Problem statement: Among the entries below, only the lines starting at the one with "box: [0, 327, 486, 399]" and ending at the one with "399L436 354L363 373L343", both included, are to be printed exactly.

###

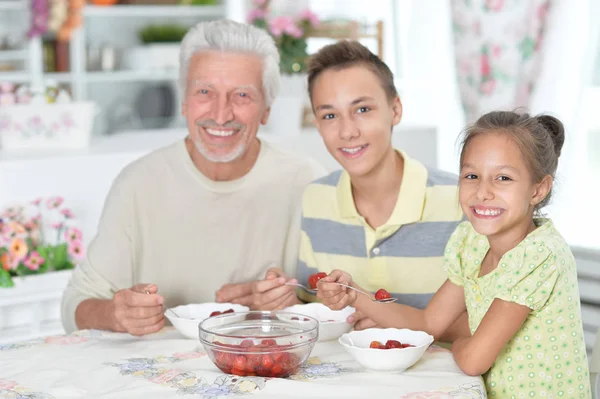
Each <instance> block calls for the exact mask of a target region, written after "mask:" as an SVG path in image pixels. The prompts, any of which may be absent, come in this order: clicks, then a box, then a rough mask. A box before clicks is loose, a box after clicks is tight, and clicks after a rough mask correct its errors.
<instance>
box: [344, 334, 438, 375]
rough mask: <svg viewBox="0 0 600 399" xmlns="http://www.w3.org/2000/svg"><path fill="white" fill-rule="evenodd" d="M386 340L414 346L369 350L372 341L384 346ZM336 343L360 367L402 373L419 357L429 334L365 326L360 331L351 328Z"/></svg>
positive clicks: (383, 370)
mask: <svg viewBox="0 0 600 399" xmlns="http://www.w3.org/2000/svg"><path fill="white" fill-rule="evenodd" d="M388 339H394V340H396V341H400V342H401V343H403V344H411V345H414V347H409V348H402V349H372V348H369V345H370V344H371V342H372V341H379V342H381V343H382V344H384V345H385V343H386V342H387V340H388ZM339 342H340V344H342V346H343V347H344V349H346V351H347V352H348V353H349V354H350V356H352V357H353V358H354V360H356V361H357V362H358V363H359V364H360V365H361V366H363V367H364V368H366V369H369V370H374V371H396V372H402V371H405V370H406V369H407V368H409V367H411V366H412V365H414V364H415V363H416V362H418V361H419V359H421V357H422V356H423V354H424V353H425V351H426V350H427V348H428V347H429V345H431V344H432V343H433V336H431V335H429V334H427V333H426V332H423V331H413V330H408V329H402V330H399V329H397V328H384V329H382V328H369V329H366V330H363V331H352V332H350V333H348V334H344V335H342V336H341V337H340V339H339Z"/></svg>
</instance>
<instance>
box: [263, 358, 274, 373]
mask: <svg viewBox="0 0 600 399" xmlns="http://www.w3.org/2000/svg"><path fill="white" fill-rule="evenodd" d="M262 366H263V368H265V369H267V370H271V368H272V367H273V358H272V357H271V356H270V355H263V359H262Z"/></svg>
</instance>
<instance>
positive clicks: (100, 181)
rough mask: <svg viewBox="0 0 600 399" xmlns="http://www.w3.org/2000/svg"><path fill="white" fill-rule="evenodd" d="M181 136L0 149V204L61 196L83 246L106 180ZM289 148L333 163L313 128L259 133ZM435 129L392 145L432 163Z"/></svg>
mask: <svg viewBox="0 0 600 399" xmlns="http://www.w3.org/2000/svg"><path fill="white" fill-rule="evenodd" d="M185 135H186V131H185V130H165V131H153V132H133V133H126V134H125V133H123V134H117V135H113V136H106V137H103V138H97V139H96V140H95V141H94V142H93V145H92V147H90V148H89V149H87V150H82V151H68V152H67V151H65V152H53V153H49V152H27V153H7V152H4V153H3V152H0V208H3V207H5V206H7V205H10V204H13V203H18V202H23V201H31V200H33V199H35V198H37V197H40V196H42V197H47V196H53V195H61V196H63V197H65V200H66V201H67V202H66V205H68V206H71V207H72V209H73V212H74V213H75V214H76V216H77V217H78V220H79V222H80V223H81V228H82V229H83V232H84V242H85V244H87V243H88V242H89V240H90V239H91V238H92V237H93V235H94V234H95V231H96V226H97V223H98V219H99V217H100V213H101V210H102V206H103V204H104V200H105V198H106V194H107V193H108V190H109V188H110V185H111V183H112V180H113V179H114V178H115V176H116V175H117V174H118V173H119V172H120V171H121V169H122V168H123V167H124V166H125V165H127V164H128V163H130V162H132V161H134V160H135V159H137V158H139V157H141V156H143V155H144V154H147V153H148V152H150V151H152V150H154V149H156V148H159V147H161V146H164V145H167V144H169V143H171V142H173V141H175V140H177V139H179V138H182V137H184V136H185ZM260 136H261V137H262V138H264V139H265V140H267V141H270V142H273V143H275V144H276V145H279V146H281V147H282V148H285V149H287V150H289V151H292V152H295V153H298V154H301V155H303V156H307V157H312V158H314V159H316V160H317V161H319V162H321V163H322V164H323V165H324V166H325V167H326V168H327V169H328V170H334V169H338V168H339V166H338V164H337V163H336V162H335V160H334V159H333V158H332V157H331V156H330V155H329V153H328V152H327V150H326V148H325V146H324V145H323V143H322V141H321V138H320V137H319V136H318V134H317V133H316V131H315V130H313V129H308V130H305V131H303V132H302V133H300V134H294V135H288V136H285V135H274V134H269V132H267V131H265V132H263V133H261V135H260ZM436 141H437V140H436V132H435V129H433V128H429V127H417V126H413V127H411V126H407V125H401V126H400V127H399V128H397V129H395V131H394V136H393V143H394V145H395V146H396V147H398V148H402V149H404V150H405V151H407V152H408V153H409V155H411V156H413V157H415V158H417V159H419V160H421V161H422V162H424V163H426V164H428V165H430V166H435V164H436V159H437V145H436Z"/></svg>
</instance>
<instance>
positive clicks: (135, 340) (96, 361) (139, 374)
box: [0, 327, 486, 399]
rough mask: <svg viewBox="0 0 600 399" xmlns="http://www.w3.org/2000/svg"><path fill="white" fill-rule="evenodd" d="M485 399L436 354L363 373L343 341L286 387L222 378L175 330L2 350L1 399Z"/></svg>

###

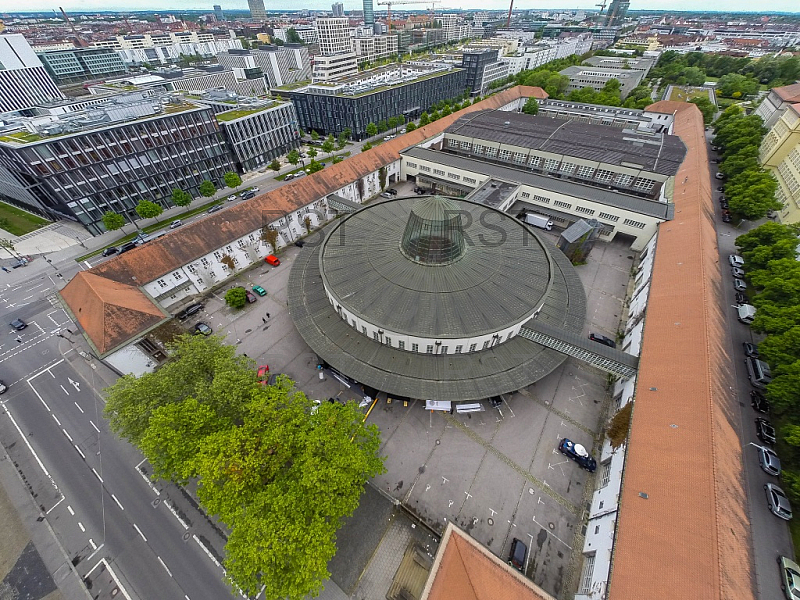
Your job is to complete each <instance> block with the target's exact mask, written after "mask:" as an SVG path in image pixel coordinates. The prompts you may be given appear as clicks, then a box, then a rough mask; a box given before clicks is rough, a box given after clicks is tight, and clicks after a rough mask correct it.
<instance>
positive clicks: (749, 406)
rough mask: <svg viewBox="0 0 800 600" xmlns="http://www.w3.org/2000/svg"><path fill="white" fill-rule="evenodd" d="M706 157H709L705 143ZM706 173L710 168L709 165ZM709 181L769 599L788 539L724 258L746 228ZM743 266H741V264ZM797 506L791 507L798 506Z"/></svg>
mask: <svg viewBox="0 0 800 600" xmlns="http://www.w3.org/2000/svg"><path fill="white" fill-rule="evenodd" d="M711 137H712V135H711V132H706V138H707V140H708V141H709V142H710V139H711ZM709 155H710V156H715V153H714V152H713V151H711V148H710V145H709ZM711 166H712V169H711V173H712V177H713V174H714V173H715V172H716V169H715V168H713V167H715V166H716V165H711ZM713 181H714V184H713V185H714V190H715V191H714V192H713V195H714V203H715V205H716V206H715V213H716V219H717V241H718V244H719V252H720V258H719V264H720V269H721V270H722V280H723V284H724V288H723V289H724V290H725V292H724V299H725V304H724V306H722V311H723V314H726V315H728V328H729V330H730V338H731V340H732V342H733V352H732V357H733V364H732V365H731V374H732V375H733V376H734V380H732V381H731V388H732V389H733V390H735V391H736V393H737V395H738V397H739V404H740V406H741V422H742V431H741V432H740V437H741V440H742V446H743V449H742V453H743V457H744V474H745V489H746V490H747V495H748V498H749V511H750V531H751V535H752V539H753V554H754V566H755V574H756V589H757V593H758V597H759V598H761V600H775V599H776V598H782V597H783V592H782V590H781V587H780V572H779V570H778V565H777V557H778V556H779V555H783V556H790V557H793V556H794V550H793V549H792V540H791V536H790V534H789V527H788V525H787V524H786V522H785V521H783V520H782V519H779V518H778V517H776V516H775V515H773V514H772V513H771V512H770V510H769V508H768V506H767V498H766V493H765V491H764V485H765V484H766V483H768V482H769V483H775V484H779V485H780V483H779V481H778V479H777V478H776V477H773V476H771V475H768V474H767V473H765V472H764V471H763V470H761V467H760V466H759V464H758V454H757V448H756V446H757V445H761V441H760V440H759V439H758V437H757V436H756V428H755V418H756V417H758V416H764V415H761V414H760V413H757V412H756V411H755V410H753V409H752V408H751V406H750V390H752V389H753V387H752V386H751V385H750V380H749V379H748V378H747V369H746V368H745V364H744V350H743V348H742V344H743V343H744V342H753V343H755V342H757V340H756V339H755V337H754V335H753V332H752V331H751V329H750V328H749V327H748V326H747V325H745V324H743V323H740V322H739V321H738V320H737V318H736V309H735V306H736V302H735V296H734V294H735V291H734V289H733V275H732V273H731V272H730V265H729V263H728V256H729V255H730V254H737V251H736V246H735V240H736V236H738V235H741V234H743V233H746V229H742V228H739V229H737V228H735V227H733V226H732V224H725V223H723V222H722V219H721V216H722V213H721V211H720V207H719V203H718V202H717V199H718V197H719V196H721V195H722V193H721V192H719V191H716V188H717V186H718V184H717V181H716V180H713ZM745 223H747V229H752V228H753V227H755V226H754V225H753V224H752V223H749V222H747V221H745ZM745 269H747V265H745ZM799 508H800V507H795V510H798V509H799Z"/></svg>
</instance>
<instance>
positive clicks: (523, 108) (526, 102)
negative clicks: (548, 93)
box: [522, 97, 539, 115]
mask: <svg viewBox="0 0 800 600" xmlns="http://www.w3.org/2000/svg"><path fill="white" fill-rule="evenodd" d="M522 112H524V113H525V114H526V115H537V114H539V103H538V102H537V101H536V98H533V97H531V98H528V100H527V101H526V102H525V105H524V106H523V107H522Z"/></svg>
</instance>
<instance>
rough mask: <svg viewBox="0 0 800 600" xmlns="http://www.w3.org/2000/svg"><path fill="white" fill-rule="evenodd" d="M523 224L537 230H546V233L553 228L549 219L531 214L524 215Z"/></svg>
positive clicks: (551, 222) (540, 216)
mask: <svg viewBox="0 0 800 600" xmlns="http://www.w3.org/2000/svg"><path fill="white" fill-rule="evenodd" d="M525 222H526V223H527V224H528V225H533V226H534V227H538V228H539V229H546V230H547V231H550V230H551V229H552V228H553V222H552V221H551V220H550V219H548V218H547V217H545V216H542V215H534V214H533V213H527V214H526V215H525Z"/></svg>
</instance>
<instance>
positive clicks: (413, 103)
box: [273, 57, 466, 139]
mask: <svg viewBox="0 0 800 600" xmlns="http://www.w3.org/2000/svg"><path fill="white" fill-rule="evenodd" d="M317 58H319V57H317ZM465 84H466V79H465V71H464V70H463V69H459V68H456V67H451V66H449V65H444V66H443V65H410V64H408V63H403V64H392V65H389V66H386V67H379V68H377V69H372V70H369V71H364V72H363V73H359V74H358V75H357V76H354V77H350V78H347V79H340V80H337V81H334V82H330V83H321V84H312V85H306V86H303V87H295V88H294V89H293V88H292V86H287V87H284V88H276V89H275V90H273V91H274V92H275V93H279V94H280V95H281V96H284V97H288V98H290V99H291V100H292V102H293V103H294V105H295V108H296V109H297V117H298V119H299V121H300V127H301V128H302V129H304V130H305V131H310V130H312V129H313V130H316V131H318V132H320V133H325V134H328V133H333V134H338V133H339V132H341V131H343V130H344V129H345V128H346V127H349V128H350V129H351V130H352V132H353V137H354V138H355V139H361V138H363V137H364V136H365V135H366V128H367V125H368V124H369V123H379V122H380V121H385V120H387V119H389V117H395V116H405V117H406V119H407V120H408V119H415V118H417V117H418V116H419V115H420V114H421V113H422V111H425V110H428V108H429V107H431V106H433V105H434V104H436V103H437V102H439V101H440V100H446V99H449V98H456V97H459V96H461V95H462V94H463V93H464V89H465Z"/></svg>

###

Result below:
box: [0, 327, 486, 399]
rough mask: <svg viewBox="0 0 600 399" xmlns="http://www.w3.org/2000/svg"><path fill="white" fill-rule="evenodd" d="M485 399L436 354L363 373L343 341L286 387L222 378L175 330L2 350L1 399Z"/></svg>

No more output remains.